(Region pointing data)
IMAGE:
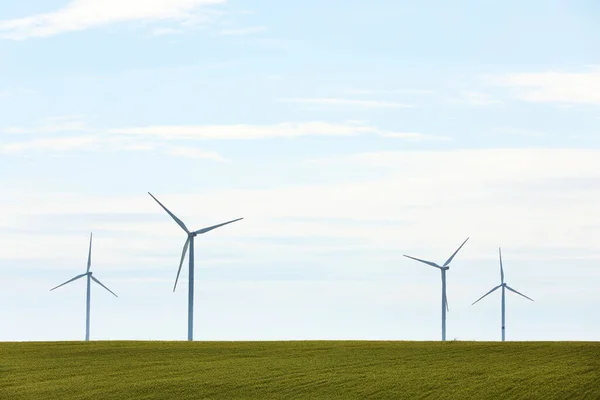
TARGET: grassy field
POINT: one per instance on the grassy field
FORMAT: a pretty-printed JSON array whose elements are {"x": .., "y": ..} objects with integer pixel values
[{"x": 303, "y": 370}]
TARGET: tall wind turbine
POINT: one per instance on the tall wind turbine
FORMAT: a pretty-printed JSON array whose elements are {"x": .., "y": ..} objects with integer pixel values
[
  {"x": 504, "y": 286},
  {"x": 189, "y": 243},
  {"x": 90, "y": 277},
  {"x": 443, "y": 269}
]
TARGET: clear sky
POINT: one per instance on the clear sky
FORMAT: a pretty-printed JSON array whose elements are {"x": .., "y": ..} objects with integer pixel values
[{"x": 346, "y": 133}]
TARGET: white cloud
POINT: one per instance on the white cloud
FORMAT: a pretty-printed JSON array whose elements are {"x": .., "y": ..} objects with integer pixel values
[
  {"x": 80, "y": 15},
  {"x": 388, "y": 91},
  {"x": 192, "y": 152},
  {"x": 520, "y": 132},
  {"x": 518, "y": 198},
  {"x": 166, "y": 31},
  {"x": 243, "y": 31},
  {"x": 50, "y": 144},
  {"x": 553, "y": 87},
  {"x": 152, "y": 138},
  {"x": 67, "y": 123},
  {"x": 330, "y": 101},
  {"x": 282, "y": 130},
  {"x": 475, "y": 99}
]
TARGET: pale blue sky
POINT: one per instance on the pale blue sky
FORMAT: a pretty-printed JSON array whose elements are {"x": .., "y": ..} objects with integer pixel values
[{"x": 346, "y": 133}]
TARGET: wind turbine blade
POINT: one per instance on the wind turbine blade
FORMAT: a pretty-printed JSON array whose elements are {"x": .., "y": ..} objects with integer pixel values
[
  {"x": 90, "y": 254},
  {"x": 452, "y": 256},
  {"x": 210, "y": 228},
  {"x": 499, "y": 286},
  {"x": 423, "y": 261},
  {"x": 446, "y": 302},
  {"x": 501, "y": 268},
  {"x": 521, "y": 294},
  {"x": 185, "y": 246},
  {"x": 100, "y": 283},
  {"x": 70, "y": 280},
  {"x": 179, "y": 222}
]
==
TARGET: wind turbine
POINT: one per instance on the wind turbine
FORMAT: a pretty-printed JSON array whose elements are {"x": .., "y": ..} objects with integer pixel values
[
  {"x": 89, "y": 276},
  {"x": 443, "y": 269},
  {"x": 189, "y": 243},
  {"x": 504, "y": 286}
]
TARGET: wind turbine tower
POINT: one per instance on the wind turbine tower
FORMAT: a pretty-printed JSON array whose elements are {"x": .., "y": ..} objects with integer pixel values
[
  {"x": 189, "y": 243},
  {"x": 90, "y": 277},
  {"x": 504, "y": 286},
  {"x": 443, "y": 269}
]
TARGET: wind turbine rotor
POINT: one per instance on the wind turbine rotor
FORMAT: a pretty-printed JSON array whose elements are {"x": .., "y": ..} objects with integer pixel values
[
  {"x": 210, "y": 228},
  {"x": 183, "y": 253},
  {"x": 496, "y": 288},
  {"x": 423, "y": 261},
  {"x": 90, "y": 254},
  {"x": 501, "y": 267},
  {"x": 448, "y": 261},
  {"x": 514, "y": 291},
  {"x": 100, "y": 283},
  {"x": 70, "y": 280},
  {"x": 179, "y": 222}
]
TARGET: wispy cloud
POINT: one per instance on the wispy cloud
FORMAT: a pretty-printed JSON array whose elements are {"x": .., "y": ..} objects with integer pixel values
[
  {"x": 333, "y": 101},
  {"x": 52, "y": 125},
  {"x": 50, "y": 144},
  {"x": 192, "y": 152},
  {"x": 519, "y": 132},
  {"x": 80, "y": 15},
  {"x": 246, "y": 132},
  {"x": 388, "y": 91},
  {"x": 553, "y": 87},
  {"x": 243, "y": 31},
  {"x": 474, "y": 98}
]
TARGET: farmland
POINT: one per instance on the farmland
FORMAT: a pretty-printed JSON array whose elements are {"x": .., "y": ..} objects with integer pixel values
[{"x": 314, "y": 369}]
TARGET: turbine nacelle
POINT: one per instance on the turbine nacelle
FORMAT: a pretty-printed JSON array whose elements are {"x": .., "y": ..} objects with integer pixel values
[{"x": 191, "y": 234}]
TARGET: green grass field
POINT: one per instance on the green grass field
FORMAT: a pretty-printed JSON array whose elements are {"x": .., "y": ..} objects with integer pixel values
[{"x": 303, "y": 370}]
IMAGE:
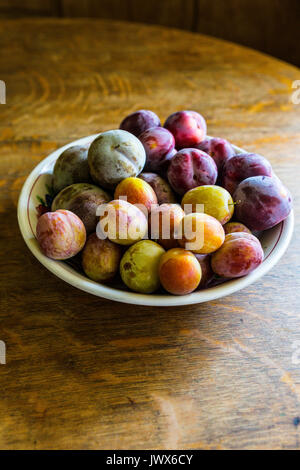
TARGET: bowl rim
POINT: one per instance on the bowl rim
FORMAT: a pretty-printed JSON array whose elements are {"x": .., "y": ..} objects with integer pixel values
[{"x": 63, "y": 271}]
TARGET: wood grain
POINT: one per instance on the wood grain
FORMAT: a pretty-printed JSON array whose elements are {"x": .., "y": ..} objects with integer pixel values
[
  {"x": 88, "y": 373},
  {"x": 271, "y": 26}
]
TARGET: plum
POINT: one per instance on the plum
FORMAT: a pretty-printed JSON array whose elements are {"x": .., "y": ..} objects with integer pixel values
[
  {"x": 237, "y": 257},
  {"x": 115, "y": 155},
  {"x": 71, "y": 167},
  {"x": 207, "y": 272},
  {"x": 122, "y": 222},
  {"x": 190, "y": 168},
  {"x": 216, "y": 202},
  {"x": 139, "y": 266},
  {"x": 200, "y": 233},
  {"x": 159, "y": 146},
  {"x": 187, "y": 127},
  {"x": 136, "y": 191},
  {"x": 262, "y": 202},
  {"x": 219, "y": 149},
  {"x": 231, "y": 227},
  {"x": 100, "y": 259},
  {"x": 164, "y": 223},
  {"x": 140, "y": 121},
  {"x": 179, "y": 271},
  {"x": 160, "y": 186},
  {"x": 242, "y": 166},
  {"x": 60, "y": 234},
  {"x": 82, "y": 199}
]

What needs to be done: Give the number of lines in the data above that include the word "clear", with no other words.

Result for this task: 2